### What you will do
Once you find the line with "Please locate the red" in the data that follows, repeat it and every line after it exactly, through the line with "Please locate the street".

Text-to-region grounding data
──────

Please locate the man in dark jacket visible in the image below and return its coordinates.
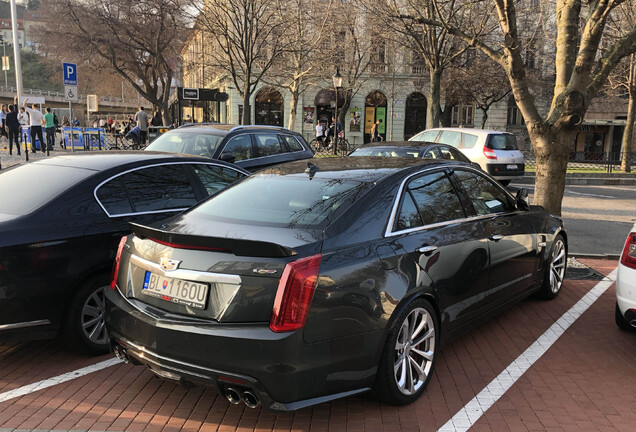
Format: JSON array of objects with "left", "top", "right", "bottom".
[{"left": 6, "top": 104, "right": 21, "bottom": 155}]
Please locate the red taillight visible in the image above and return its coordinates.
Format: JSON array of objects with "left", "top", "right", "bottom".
[
  {"left": 110, "top": 236, "right": 127, "bottom": 290},
  {"left": 270, "top": 254, "right": 321, "bottom": 333},
  {"left": 150, "top": 237, "right": 230, "bottom": 252},
  {"left": 483, "top": 146, "right": 497, "bottom": 160},
  {"left": 620, "top": 232, "right": 636, "bottom": 269}
]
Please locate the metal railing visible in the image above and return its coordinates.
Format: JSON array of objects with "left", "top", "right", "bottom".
[
  {"left": 522, "top": 150, "right": 636, "bottom": 173},
  {"left": 0, "top": 86, "right": 127, "bottom": 103}
]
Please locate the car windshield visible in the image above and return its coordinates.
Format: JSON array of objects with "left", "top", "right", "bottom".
[
  {"left": 350, "top": 148, "right": 420, "bottom": 157},
  {"left": 184, "top": 174, "right": 371, "bottom": 229},
  {"left": 488, "top": 134, "right": 518, "bottom": 150},
  {"left": 146, "top": 131, "right": 225, "bottom": 157},
  {"left": 0, "top": 164, "right": 95, "bottom": 215}
]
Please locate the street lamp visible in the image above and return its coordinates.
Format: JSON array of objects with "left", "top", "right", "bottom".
[{"left": 332, "top": 68, "right": 343, "bottom": 154}]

──────

### Answer to this task
Please locate the red taillight visible in the image above and return its coordinates.
Format: JSON array of objects with "left", "top", "right", "bottom".
[
  {"left": 110, "top": 236, "right": 127, "bottom": 290},
  {"left": 270, "top": 254, "right": 321, "bottom": 333},
  {"left": 150, "top": 237, "right": 230, "bottom": 252},
  {"left": 483, "top": 146, "right": 497, "bottom": 160},
  {"left": 620, "top": 232, "right": 636, "bottom": 269}
]
Please locate the metal railing visible in the image above and return its coordinates.
Format: JSON array of objects with "left", "top", "right", "bottom".
[
  {"left": 522, "top": 150, "right": 636, "bottom": 173},
  {"left": 0, "top": 86, "right": 127, "bottom": 103}
]
Please locate the car windshield visible in the image above and return its coordinates.
Format: JSON array of objects with "left", "top", "right", "bottom".
[
  {"left": 350, "top": 148, "right": 420, "bottom": 157},
  {"left": 184, "top": 174, "right": 371, "bottom": 229},
  {"left": 488, "top": 134, "right": 518, "bottom": 150},
  {"left": 146, "top": 131, "right": 225, "bottom": 157},
  {"left": 0, "top": 164, "right": 95, "bottom": 215}
]
Please locate the street lamp visible in the image above and return its coordinates.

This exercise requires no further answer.